Given text |

The naming ceremony, wherein an auspicious name, keeping in tune with one’s own custom, is given to the child. For the past several thousand years, the child is named after a chosen Deity or after some elder in the family. This too is done on the tenth day or thirty days after the birth of the child.
For six months no external food other than mother's breast milk is prescribed for a newborn baby. This is in line with modern medical conventions. After the sixth month the child is fed with the boiled and smashed food after offering it to ‘soma’, the deity of herbs, or as in present days to a chosen Deity (Ishta Devata).
Chaula is the tonsure ceremony. This is done on completion of one year after the birth or in the third year after birth. The hair with which the child was born is not to be cut until then. With appropriate mantras chanted, the hair is tonsured. This helps in the healthy growth of hair. Presently, it has become a custom to offer the first growth of hair to the family Deity.
This rite is nowadays accompanied with ear-piercing, called Karna-Veda. The incision made in the ear lobes is not to serve just like the ornamental purpose, but according to the practitioners of the Accu-pressure, the ear-lobes are the point that carries the energy channels to facilitate strong memory. Thus by piercing the earlobes and wearing a stud, constant pressure was applied in the area, helping in the retention of learning.
This is the rite in which the male child is made eligible to learn the Vedic scriptures. The term ‘Upanayana’ means ‘taking closer’ (Upa – near, Nayana – leading). This ceremony grants the child an entry into the Gurukula (Abode of teacher) where he is taken closer to the teacher. It also could be interpreted to mean a rite that takes the boy closer to wisdom (for the word Veda, means knowledge) closer to God (for, to know the true nature of the God, one needs the support of Vedic wisdom).
This is one of the major ceremonies to be undergone by the child. The Brahmanas, Kshatriyas, and the Vaishyas were all eligible to be initiated into Vedic wisdom through the Upanayana ceremony. Though at present, it is practiced mostly by the Brahmins. The Upanayana ceremony has three major rites within it apart from the other minor ancillary rites.

Items listed in a dataset
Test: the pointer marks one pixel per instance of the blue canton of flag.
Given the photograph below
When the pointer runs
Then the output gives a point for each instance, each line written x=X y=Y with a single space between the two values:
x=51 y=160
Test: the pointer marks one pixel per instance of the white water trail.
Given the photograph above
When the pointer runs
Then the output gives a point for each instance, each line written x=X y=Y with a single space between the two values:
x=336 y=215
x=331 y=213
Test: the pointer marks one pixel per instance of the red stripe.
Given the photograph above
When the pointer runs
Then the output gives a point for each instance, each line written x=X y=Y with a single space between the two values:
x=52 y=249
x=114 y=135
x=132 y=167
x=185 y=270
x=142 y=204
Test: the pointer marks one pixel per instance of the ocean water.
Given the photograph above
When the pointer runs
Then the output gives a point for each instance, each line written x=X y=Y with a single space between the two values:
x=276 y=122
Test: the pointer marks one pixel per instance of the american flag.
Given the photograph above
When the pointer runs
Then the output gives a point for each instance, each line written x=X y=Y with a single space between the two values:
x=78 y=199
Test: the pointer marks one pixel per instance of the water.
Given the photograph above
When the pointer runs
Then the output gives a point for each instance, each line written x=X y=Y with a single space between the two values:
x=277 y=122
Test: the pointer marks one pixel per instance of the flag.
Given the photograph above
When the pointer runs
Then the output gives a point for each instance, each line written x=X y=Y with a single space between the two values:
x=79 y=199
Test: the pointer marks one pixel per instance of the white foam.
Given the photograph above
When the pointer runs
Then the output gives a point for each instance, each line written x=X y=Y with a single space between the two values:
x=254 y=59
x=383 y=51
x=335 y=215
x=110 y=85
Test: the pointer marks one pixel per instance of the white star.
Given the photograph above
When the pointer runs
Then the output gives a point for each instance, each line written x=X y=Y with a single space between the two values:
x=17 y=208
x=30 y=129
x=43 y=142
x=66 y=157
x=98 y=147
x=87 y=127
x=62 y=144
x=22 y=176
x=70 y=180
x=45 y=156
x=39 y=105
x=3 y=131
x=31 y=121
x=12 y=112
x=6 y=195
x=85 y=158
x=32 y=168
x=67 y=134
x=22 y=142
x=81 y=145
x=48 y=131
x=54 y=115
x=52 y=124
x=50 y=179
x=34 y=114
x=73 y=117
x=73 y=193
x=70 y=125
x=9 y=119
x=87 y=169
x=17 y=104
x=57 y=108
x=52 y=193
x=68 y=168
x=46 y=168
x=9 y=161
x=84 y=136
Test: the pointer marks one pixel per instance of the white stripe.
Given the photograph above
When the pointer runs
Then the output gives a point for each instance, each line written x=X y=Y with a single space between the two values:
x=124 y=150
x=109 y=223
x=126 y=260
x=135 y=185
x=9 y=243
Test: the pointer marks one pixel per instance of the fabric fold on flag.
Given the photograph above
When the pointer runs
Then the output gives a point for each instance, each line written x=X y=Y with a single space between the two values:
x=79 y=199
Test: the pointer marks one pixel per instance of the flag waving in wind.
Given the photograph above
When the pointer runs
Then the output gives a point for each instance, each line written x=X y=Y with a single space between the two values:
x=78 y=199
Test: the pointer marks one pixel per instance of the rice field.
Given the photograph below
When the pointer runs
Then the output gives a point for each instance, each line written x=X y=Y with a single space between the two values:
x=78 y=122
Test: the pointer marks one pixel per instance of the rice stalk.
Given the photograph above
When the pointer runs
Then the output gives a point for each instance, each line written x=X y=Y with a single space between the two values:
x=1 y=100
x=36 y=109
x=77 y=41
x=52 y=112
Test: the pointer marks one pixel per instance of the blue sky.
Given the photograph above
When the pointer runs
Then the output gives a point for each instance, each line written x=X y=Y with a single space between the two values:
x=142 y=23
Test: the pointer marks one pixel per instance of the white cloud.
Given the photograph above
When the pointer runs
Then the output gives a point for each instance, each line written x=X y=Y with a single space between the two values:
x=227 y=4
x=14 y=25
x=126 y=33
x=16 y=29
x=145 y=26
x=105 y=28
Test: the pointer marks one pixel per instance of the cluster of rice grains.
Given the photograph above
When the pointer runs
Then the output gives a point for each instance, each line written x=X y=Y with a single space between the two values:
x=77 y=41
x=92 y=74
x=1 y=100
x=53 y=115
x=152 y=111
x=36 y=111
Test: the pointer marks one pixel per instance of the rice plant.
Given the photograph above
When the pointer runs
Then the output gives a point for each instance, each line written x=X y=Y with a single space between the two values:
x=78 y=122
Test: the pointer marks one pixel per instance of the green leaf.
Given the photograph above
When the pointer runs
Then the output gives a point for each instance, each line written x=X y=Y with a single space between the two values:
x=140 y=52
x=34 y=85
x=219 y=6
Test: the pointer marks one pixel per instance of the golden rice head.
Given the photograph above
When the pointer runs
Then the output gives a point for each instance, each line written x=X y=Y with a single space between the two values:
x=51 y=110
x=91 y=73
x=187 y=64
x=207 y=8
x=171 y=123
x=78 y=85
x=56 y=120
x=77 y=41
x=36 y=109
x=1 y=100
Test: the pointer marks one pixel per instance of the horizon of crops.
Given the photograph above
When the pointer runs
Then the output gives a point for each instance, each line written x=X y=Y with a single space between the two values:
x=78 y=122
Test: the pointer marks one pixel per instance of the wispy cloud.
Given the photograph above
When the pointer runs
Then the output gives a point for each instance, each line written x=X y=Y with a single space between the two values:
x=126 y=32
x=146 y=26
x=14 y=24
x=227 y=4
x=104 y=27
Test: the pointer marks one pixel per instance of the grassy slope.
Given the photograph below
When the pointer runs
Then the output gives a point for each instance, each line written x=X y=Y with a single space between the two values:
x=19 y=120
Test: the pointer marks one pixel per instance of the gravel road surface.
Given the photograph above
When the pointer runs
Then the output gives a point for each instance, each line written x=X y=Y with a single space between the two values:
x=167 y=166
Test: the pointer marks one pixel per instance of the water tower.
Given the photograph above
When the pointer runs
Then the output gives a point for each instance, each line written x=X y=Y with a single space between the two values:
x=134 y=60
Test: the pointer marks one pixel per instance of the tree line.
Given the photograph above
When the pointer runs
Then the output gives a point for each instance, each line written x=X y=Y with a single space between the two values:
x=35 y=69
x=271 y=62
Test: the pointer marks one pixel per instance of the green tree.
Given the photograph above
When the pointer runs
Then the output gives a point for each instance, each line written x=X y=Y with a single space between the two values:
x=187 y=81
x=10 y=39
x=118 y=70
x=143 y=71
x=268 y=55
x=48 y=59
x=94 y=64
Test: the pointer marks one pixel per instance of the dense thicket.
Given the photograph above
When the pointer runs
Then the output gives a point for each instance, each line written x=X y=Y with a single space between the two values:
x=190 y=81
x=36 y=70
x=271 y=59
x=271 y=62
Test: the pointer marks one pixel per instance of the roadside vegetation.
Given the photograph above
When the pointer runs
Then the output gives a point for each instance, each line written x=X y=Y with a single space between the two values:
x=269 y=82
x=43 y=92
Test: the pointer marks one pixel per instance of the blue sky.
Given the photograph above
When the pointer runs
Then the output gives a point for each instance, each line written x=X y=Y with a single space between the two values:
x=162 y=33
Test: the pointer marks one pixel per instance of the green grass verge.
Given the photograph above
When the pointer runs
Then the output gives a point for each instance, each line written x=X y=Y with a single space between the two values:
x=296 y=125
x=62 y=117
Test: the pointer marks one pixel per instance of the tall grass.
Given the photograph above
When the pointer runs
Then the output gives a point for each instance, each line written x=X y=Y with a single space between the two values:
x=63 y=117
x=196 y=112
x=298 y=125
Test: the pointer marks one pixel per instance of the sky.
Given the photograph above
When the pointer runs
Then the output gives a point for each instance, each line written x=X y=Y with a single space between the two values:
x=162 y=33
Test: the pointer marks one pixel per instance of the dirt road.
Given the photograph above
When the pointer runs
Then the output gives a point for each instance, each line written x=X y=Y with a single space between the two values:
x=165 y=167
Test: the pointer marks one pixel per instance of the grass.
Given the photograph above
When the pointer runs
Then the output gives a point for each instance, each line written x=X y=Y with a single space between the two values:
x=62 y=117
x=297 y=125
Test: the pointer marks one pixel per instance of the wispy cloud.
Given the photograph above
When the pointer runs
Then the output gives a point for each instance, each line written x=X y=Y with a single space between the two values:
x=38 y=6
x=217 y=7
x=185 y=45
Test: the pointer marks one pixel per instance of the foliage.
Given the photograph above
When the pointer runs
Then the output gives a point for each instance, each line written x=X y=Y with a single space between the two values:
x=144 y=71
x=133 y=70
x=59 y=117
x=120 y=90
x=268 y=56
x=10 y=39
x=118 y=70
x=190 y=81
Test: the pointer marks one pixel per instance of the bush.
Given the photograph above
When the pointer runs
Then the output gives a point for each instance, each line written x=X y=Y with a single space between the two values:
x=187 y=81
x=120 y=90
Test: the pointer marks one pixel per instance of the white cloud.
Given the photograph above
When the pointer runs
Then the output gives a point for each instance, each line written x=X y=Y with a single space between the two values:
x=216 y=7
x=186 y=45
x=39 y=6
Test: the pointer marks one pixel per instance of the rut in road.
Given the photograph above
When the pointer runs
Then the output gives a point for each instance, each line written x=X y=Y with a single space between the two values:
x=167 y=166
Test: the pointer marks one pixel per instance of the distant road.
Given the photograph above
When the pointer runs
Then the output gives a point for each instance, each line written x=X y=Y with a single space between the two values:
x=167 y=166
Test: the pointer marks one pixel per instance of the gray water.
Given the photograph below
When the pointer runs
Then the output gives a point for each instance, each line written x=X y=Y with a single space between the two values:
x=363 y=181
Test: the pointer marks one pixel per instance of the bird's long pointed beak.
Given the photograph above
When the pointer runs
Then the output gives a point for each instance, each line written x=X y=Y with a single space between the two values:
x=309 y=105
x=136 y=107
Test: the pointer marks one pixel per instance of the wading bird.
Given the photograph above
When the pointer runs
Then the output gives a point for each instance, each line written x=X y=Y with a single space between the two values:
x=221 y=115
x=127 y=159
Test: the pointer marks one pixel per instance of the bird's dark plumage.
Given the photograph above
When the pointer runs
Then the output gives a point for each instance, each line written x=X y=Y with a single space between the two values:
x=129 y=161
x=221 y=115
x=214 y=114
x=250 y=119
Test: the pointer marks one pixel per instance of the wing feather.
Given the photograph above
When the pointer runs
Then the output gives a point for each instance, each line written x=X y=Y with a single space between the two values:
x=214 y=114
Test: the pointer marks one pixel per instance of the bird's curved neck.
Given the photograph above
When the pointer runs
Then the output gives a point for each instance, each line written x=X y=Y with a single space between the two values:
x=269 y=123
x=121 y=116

Problem statement | From the text on childhood ceremonies, list every group it names as eligible to be initiated into Vedic wisdom through the Upanayana ceremony.

Written solution | Brahmanas, Kshatriyas, Vaishyas